▽
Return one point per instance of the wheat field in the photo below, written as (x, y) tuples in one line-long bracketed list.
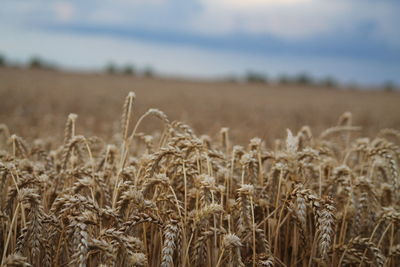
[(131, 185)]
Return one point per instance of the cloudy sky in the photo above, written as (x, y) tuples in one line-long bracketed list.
△
▽
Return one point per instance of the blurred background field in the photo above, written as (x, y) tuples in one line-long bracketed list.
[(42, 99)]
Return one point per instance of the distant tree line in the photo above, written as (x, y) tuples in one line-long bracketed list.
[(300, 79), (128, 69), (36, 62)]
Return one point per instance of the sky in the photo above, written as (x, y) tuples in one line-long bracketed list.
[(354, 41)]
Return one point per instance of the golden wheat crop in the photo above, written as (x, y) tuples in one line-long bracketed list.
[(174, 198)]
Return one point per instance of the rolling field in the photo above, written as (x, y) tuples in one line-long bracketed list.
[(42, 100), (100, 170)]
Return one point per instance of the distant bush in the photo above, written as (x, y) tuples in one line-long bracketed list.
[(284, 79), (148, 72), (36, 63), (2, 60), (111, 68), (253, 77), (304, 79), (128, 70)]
△
Extract from the listing above each line that contains the word "photo", and reproduce those lines in their original order.

* EXPECTED ANSWER *
Return one point per instance of the wheat field in the photo below, written as (x, y) tuples in one line-long bracketed list.
Return one point per instance of the cloudy sky in the photo above, written as (x, y) tuples in one line-long bracketed list.
Return one point per instance of the blurred background field in the photo above, written as (x, y) tuples in one line-long bracketed list.
Return one point per instance of the distant tree line in the photo above, written as (x, y) tuples in one line-long bracketed list.
Return one point per instance of the sky in the photo above, written as (x, y) tuples in one line-long bracketed list.
Return one point per instance of the golden wheat crop in the photo above, written as (x, y) tuples in one line-long bracketed list.
Return one point per instance of the rolling field in the photo above, written as (x, y) tuples in one line-long bracketed list.
Return one point per instance of the distant bush in the photo above, written as (x, y) tuples in one line-long bracketed list.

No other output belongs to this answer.